Data shown =
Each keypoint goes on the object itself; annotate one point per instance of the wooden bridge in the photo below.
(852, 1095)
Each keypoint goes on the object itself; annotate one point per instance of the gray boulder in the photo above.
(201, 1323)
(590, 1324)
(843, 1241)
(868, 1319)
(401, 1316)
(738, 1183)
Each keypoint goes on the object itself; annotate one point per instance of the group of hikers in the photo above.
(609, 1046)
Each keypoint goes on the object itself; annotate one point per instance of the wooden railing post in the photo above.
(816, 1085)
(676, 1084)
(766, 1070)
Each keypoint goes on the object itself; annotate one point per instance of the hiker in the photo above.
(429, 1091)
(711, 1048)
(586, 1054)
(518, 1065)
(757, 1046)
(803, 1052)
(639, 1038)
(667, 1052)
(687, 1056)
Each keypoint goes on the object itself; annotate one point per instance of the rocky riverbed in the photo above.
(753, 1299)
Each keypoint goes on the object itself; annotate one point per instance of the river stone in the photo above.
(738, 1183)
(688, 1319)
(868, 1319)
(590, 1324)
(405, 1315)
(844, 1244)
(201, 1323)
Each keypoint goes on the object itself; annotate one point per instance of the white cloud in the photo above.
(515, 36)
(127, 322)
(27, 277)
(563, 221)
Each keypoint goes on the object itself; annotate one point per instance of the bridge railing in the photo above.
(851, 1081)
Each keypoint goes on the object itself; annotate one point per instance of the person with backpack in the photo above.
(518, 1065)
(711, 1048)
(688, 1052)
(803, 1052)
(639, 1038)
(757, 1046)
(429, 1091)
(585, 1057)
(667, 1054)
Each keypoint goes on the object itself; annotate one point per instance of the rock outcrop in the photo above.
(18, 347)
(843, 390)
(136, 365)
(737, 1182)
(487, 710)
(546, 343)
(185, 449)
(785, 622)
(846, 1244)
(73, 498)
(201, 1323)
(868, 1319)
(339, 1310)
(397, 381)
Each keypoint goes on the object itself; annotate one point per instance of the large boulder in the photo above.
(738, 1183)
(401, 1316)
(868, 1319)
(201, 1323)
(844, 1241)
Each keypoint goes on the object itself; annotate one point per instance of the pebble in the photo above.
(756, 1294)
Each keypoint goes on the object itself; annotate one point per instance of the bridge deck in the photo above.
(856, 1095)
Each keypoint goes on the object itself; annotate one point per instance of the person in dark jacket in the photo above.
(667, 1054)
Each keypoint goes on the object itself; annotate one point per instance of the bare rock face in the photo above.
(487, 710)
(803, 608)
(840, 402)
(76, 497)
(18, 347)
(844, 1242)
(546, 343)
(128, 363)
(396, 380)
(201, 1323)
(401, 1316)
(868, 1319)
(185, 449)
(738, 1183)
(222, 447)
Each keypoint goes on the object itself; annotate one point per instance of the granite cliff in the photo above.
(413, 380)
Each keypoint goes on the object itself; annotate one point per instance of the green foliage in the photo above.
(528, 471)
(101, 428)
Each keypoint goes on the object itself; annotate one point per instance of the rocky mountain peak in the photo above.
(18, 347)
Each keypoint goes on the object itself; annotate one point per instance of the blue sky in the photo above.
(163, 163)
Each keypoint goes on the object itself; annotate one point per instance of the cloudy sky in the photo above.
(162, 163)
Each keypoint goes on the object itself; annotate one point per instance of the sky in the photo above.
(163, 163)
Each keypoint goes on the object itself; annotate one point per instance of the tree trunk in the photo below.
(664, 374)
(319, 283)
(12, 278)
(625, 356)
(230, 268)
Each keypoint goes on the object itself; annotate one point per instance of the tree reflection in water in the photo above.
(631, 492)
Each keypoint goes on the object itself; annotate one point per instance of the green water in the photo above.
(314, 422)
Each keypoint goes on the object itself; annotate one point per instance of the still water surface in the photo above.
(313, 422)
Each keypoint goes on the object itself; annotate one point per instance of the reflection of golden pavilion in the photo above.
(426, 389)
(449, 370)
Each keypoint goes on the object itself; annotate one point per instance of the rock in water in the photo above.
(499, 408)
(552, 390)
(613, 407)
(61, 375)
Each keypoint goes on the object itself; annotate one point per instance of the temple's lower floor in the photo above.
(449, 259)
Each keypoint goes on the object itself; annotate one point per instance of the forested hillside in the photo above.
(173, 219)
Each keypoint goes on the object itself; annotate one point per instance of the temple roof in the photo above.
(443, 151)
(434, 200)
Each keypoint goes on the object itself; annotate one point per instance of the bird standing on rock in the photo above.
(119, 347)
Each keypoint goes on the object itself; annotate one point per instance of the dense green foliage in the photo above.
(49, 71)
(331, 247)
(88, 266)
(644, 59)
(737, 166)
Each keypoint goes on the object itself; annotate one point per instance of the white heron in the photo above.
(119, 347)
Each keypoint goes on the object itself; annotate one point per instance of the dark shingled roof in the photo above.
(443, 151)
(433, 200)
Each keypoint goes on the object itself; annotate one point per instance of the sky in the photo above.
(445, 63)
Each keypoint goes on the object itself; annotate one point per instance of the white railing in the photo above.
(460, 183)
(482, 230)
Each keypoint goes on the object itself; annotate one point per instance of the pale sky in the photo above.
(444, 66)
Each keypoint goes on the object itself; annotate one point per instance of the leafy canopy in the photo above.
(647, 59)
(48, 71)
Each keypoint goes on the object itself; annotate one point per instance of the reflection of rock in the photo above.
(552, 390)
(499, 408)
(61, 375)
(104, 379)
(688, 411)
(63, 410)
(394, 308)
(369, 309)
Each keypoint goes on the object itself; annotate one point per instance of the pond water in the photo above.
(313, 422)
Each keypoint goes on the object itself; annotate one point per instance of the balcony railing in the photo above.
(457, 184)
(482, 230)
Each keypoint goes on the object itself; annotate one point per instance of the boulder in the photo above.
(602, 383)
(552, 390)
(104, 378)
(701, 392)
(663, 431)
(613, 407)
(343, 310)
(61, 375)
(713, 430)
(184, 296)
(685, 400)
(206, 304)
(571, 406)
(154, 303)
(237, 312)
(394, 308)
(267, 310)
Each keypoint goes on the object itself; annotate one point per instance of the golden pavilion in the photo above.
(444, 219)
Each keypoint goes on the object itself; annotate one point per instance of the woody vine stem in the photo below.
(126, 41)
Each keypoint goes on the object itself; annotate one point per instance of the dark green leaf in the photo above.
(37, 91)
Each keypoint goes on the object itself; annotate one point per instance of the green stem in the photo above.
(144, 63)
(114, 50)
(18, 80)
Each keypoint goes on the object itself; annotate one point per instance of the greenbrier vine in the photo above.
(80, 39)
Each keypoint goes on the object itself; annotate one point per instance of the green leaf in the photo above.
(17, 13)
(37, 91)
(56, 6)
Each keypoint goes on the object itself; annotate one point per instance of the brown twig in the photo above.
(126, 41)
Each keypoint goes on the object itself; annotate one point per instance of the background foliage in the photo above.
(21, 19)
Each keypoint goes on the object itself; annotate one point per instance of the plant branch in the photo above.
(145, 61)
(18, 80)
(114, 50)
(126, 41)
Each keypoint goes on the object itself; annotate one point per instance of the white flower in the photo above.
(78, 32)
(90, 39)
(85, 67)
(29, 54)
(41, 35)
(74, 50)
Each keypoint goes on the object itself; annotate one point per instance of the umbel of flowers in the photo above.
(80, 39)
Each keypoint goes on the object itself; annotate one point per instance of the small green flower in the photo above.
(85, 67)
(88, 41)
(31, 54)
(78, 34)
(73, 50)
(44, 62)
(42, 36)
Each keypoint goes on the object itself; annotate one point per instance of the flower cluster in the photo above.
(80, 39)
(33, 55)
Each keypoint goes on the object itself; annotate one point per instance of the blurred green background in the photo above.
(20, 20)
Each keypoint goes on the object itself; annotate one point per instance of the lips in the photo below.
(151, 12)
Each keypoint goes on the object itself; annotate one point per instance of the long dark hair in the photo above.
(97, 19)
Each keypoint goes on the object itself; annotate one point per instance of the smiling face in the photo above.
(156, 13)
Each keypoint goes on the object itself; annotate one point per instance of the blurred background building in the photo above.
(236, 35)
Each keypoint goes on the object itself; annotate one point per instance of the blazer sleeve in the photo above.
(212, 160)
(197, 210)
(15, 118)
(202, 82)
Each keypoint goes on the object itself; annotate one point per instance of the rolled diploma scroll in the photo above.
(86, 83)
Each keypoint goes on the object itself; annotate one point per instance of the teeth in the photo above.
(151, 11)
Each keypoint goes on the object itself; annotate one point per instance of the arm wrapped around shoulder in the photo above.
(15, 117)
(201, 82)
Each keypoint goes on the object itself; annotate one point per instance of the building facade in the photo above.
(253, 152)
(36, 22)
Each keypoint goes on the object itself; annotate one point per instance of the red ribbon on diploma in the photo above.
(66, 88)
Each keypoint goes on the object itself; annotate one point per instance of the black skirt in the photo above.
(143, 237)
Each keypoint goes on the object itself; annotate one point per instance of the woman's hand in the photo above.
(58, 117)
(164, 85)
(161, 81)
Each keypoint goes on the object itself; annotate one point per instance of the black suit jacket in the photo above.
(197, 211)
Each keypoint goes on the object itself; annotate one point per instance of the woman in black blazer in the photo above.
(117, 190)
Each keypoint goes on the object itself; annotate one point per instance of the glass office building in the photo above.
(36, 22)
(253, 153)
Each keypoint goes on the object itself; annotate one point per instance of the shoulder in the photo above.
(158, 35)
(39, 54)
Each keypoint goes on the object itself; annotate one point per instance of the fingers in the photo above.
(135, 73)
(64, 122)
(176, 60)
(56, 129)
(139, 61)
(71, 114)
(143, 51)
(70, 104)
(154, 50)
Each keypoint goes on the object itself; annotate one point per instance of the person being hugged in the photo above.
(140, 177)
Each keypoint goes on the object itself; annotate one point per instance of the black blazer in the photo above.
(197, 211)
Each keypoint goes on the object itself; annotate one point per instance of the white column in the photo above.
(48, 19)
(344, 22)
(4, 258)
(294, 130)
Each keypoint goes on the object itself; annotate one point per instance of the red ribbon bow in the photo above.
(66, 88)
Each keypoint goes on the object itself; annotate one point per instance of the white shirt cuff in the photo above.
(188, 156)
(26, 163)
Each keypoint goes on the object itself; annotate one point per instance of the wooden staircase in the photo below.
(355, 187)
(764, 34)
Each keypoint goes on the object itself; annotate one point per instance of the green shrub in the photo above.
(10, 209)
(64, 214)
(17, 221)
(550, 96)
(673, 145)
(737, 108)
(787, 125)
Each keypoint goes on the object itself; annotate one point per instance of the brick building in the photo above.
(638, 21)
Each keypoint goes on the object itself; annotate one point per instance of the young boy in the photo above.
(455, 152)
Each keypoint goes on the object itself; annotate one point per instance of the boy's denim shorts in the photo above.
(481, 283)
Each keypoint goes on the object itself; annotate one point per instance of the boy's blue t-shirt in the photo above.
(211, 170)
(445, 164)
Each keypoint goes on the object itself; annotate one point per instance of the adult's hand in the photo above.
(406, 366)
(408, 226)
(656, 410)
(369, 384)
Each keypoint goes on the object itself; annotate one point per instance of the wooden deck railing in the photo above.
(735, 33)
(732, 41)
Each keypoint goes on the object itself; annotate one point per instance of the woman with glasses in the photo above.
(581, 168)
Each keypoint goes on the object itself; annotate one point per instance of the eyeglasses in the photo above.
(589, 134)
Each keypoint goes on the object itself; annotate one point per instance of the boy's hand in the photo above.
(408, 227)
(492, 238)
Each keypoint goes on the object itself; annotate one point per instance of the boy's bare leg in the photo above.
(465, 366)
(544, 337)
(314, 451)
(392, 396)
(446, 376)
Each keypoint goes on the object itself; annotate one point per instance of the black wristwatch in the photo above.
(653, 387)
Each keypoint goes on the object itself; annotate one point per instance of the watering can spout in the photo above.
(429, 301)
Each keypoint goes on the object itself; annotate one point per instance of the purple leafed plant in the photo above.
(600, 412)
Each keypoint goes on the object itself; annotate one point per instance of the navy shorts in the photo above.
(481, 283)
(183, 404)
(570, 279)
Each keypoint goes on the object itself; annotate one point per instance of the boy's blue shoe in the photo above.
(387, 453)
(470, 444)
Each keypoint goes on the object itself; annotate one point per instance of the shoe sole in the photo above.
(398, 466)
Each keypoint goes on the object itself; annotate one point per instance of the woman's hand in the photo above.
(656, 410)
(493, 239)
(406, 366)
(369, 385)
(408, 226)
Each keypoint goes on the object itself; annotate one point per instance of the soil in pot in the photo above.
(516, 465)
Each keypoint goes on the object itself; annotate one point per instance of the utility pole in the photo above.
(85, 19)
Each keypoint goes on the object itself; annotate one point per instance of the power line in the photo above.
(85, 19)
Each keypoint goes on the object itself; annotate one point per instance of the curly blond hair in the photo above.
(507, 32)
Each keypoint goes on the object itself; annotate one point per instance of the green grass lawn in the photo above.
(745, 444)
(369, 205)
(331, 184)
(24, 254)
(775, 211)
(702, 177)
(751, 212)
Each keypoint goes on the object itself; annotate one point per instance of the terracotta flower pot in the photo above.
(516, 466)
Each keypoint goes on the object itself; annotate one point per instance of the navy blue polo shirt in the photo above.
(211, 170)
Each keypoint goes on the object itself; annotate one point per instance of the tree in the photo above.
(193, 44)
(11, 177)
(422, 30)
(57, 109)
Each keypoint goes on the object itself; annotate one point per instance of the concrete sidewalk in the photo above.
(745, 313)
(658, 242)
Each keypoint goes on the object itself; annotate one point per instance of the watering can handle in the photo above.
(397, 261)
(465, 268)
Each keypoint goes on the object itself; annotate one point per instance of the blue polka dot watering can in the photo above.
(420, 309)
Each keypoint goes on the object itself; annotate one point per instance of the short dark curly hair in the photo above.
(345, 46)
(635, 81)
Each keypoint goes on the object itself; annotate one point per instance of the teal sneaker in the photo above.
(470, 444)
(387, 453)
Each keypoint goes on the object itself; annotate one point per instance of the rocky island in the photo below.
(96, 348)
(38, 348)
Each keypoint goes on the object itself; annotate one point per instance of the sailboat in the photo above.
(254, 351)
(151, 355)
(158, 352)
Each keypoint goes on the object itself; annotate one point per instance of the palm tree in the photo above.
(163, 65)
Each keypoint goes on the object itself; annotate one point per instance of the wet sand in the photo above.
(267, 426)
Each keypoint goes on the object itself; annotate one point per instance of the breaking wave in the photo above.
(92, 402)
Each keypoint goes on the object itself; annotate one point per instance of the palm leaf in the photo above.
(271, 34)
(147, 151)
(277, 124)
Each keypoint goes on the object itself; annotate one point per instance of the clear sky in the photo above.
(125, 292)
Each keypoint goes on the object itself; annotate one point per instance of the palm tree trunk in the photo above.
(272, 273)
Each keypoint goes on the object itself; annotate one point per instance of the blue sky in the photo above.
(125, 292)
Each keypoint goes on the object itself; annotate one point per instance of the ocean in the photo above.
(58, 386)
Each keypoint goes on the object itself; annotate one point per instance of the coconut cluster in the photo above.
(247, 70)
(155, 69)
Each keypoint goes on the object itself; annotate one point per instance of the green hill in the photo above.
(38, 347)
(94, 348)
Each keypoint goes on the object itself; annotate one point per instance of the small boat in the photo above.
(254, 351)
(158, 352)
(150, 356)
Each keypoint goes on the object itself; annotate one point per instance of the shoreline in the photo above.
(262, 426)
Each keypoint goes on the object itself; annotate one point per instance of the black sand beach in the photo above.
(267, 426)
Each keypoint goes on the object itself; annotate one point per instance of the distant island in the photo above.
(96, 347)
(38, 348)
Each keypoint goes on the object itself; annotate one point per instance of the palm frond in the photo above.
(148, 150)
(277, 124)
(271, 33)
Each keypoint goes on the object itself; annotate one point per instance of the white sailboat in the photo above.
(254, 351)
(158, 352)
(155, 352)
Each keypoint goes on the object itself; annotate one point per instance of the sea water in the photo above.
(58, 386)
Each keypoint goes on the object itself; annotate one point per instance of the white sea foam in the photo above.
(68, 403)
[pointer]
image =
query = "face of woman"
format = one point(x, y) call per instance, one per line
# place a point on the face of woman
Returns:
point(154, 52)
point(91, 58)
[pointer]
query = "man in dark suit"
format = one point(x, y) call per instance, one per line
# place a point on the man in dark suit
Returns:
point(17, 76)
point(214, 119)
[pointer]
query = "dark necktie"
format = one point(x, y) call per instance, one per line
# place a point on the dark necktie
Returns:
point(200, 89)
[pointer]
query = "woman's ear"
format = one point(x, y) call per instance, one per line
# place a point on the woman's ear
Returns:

Work request = A single number is required: how many lines in these records contain "necktie".

The completed task = 2